Consigne
Poursuivez l'article sur le groupe Sesquialtera à partir de sa dernière phrase.

Sesquialtera et la valse du temps qui passe
© Sesquialtera, photo de courtoisie
Par : Myriam Bercier
MatTv.ca vous offre encore et toujours la chronique On vous présente, qui a pour objectif de vous faire découvrir des artistes qui passent sous le radar de la musique populaire. Cette semaine, venez tournoyer avec le groupe instrumental Sesquialtera!
C’est le retour des petites définitions! Voici une distinction importante :
Sesquialtera : mot latin qui signifie : le rapport de 3 pour 2 en mathématiques et en musique. Il est traduit en français par le mot « hémiole ». Sesquialtera peut également désigner une fanfare composée de six musiciens (Guillaume Garant (trompette), Aurélien Tomasi (saxophones et clarinette), Blaise Margail (trombone, fiscorn), Alex Bouchard (trombone et tromb basse), Philippe Legault (tuba, sousaphone) et Ivan Bamford (batterie et percussions).
© Pochette de C’est ce qui altéra, du groupe Sesquialtera, photo de courtoisie
Ces derniers ont offert leur premier album, C’est ce qui altéra, le 26 février dernier. Cet album est constitué de neuf pièces instrumentales composées par Aurélien Tomasi qui commentent, chacune à leur manière, le temps qui passe, la jeunesse (notamment par les pièces L’insouciante, De la balançoire) et la vieillesse (notamment pas À la chaise berçante, C’est ce qui altéra). Il permet également de découvrir un répertoire joyeux et profond, le tout, bien accompagné d’une pochette faite par la peintre et aquarelliste Helena Vallée-Dallaire qui représente le regard posé par l’ensemble musical sur la thématique : paisible, nostalgique et résilient.
J’ai eu la chance de m’entretenir avec le compositeur, saxophoniste et clarinettiste Aurélien Tomasi la semaine passée. Nous avons discuté entre autres de son rapport aux valses et à la musique du monde, le pourquoi du nom Sesquialtera et leur spectacle pluridisciplinaire à venir! Sans plus attendre, voici notre discussion!
Myriam : Qu’est-ce qui t’a amené à faire de la musique?

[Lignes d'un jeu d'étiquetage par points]
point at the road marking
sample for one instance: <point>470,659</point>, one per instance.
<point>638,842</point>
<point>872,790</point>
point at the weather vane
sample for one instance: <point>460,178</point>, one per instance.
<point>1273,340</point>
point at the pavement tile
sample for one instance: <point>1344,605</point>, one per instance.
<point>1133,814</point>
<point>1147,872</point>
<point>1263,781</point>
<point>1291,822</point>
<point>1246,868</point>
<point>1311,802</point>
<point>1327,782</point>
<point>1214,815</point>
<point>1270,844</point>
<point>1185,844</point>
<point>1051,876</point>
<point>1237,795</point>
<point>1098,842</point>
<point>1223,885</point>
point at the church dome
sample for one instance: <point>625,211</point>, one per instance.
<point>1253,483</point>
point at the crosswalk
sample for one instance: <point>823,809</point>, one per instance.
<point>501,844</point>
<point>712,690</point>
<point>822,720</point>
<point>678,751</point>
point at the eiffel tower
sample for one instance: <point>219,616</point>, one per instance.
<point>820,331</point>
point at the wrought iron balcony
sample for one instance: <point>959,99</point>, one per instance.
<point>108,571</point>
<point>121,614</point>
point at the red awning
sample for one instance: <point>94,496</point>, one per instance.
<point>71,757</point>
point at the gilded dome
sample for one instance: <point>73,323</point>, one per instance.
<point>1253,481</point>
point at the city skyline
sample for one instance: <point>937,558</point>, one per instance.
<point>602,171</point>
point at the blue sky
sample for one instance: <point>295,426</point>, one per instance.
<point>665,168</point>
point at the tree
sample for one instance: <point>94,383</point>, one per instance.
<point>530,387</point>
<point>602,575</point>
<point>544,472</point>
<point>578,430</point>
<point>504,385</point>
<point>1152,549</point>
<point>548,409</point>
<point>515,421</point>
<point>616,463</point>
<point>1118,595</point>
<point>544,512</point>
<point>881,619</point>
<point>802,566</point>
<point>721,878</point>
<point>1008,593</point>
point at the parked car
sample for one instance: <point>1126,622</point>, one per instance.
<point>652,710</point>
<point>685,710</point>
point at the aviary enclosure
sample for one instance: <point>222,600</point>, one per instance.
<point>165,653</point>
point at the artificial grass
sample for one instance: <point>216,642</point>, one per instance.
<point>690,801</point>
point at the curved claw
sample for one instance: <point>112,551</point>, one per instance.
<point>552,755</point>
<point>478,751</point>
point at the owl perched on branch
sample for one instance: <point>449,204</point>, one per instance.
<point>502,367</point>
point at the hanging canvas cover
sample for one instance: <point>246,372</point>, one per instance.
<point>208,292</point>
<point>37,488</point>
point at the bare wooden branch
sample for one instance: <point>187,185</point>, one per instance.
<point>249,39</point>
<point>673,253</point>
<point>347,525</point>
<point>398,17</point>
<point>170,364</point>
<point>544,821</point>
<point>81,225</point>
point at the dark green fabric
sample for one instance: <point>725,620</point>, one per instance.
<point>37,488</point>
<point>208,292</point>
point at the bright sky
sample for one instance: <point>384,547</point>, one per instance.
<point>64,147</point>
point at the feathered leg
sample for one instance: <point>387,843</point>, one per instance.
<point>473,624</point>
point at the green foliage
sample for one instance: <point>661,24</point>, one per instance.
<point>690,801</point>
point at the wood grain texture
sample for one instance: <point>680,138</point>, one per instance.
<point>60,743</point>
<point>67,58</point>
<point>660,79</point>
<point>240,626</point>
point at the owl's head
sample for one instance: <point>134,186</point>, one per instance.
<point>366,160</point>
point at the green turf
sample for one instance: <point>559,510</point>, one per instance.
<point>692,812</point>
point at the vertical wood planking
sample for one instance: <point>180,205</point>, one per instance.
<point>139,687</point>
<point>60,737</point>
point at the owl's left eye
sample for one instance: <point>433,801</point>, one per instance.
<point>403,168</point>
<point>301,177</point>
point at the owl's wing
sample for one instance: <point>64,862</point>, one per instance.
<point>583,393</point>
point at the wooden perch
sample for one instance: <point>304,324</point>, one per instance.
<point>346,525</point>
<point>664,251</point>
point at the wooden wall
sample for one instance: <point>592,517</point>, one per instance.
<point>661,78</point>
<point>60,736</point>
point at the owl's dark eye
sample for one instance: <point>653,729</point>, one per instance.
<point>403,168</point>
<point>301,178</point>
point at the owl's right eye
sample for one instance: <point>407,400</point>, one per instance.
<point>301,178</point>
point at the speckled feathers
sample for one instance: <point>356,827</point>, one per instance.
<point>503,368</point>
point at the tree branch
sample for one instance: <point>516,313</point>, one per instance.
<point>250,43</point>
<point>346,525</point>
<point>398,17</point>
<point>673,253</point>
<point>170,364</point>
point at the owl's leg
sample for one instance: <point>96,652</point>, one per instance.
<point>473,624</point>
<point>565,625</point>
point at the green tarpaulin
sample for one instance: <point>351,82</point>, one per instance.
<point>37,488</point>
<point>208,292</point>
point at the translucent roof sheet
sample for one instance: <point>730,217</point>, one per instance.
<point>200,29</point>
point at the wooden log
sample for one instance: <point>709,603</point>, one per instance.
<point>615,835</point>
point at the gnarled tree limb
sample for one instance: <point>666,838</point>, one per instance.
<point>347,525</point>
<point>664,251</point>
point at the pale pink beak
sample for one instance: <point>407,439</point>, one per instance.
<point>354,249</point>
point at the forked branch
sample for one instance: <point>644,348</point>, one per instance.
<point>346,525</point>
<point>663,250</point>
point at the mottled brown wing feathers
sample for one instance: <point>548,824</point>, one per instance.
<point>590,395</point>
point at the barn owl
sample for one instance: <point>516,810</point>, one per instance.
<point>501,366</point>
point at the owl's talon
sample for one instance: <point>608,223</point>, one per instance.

Résultat obtenu
Aurélien : J’ai commencé à faire de la musique à l’âge de sept ans. Je ne sais pas si c’était vraiment un choix ou si on m’a un peu lancé là-dedans, mais au final, ça m’a suivi toute ma vie. J’ai commencé le saxophone à huit ans, à partir de là, j’ai continué à jouer le saxophone, maintenant je fais de la clarinette et de la flûte. Ça s’est défini avec le temps. De plus en plus, je le définis comme étant mon métier.
Myriam : As-tu une formation musicale particulière?
Aurélien : J’ai étudié le jazz à l’Université de Montréal, j’ai un baccalauréat en jazz. Avant ça j’ai étudié, quand j’étais en France, à l’Université à Toulouse, et dans un lycée, donc l’équivalent d’un secondaire, j’ai fait l’équivalent d’une concentration en musique au secondaire dans ma ville à Toulouse. J’ai eu plusieurs formations, et depuis 2015 je travaille. Je ne suis plus de formations, mais je serais quand même curieux un jour de reprendre, peut-être pour une maîtrise si ça adonne.
Myriam : Comment le groupe a-t-il développé son son?
Aurélien : Sesquialtera est un projet qui est parti d’une envie d’écrire de la musique. D’habitude, les projets dans lesquels je performe font souvent dans la musique improvisée, autant dans le jazz avant-garde que dans le jazz New Orleans, que dans différentes musiques. J’avais envie d’un projet de musique écrite, donc j’avais envie de composer et d’arranger. J’ai eu envie d’écrire pour une formation à six musiciens, avec trompette, deux trombones et tuba pour essayer d’avoir une espèce de couleur d’orchestre de cuivres, qui est une formation que j’aime beaucoup. J’avais envie d’expérimenter là-dedans. C’est comme ça que c’est né, par l’envie d’écrire dans ce sens-là.
Myriam : Tu composes beaucoup de valses de ce que j’en comprends, entretiens-tu un rapport particulier avec ce style de musique?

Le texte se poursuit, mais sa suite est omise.